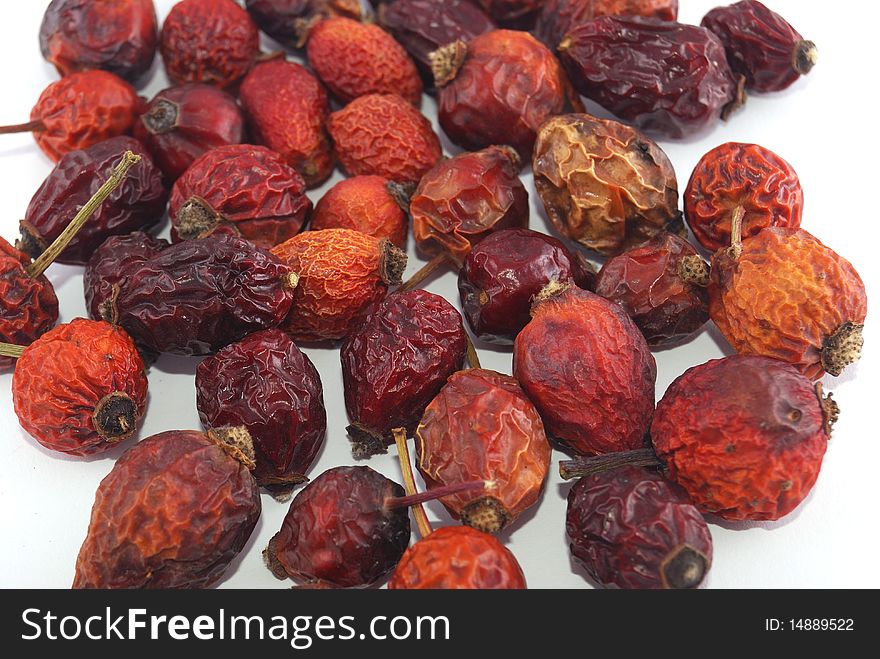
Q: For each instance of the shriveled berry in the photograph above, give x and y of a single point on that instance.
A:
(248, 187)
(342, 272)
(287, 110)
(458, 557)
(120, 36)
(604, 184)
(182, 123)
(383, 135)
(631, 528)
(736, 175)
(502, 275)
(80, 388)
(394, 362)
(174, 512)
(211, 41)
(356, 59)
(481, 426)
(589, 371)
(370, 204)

...

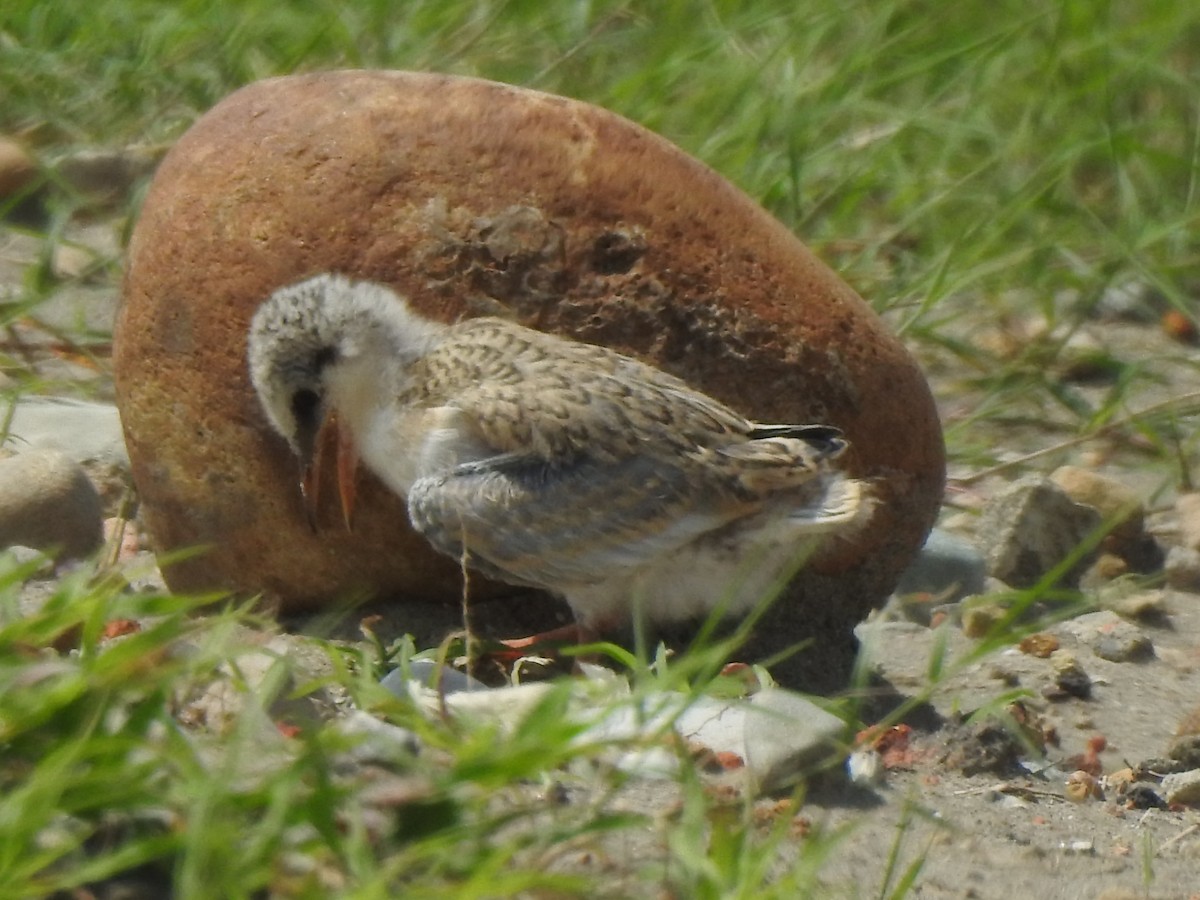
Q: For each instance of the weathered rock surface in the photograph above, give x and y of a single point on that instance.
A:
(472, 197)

* * *

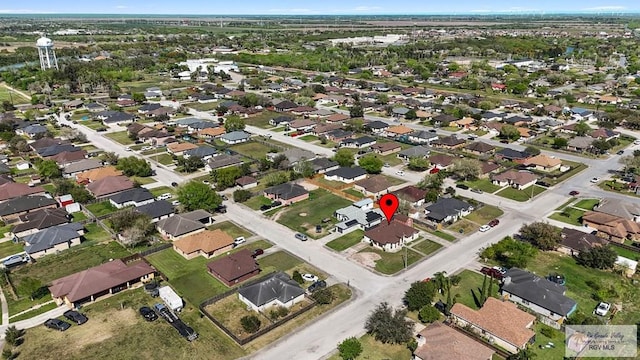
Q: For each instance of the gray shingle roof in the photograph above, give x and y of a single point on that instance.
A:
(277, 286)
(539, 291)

### What is asked
Collect every line in the rows above that contains the word "point", and copy each of those lines in full.

### Complete response
Q: For each instance of the shriveled berry in the photograph above, give x and y of a single point on that instance.
Q: For each instance of the weathered rock surface in the photograph above, give x and y of a single point on that instance.
Q: For each instance of the gray shingle roof in the photograph above, give x and y of a single point on that instance.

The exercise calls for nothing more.